Material supplied:
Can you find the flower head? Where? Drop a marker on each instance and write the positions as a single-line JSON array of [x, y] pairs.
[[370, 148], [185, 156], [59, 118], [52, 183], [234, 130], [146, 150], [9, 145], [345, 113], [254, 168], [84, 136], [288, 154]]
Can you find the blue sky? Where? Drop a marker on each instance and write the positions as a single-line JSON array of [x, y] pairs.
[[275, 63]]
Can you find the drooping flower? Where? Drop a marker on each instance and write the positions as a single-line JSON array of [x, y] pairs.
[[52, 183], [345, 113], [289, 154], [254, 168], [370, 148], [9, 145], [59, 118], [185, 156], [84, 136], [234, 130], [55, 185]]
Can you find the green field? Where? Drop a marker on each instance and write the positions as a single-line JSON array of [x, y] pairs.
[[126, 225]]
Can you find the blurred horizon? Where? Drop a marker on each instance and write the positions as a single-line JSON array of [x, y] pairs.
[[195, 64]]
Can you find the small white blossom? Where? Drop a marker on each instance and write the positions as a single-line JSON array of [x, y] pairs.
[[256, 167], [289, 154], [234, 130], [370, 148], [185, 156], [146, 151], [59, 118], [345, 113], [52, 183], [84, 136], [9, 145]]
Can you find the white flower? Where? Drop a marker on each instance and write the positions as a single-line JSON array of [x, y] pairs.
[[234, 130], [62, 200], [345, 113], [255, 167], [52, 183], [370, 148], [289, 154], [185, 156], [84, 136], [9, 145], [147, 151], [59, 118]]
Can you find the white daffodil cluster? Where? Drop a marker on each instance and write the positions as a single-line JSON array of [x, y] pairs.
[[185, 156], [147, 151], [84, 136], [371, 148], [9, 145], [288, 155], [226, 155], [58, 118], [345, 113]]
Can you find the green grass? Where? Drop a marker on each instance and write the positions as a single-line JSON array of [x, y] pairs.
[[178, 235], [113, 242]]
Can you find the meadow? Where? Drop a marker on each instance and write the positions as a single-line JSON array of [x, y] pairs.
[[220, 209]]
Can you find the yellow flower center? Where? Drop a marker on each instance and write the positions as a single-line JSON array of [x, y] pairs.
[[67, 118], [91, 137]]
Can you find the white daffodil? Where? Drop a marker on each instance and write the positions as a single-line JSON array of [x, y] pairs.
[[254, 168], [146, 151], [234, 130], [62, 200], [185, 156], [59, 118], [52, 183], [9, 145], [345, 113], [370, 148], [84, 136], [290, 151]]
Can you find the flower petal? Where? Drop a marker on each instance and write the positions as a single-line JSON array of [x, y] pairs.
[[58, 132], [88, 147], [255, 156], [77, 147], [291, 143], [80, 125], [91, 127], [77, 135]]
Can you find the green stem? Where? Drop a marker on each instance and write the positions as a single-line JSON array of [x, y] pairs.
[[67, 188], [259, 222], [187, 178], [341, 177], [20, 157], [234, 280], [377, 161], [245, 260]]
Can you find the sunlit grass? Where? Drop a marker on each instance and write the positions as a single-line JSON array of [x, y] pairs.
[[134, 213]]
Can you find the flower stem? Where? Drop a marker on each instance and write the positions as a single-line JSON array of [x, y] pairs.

* * *

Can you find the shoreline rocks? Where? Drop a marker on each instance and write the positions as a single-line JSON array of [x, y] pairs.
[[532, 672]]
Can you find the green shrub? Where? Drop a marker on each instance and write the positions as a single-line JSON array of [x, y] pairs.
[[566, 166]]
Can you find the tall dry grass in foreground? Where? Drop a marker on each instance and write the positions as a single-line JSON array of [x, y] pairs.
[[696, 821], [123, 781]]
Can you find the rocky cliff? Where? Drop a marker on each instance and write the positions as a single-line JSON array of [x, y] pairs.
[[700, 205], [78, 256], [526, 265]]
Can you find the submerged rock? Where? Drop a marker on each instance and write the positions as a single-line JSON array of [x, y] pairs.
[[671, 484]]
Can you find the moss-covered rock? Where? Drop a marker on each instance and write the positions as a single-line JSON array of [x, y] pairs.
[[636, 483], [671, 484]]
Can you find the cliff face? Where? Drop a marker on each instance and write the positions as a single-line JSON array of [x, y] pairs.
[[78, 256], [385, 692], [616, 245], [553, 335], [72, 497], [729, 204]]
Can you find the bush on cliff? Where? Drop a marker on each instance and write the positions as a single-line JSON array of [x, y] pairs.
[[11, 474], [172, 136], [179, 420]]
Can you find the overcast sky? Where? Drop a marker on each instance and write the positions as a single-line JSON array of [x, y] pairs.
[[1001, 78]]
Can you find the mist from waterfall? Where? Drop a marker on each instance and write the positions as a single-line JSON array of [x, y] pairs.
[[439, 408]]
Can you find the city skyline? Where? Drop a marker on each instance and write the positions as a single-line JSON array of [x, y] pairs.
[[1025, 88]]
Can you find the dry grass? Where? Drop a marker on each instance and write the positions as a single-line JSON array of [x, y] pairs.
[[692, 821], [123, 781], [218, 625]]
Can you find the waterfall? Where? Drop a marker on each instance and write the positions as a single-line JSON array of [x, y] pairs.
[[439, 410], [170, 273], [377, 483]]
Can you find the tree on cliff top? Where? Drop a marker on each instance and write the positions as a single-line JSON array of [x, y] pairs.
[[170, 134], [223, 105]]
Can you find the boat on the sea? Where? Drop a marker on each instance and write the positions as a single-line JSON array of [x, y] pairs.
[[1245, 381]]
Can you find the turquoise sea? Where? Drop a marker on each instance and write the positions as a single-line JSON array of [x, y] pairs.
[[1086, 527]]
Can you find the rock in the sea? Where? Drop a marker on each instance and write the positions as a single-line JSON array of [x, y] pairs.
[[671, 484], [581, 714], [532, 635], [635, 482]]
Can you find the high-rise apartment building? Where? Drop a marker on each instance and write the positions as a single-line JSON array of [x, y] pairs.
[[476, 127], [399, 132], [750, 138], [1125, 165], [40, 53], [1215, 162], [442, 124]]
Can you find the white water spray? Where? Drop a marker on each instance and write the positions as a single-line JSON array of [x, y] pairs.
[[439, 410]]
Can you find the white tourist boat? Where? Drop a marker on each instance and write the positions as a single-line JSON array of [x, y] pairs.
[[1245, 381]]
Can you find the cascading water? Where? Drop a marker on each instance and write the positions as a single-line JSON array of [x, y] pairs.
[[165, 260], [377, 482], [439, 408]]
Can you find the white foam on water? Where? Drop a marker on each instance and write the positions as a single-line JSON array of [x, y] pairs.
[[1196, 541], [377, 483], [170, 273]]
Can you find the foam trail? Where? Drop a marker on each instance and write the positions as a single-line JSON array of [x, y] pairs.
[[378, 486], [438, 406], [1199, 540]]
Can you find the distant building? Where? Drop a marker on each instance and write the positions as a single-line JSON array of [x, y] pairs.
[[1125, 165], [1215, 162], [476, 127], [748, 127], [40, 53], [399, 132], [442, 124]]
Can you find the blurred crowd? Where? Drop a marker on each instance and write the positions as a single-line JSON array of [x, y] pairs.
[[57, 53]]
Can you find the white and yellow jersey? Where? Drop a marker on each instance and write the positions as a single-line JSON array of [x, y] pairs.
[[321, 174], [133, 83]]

What is asked:
Rewrite the entries starting at the line that contains "Can you find the boat" and ending at the line that contains "162], [442, 124]]", both included, with the requests kept as they are. Multiply every x and y coordinate in the answers by 0.75 and round to whole numbers, with halves rounded up, and give only those lines.

Answer in full:
Can you find the boat on the sea? Where? Drop a marker on each instance and write the positions as a single-line JSON array of [x, y] pairs.
[[934, 286]]
Can you find the turquoise sea? Where? Drop a marker on each instance and write the positions as a single-line JSON array of [x, y] pairs.
[[815, 395]]
Can you find the rock in the sea? Where? Drop a marker on each instance and write the positions as a single-line JSON array of [x, y] pairs.
[[503, 363], [436, 536], [399, 476], [476, 362]]
Can you find the high-rise apartment building? Where? Drop a marker on each instance and write the positions as a single-line JSON array of [x, y] pairs.
[[357, 95], [299, 99], [563, 104], [844, 124], [30, 40], [911, 122], [332, 93]]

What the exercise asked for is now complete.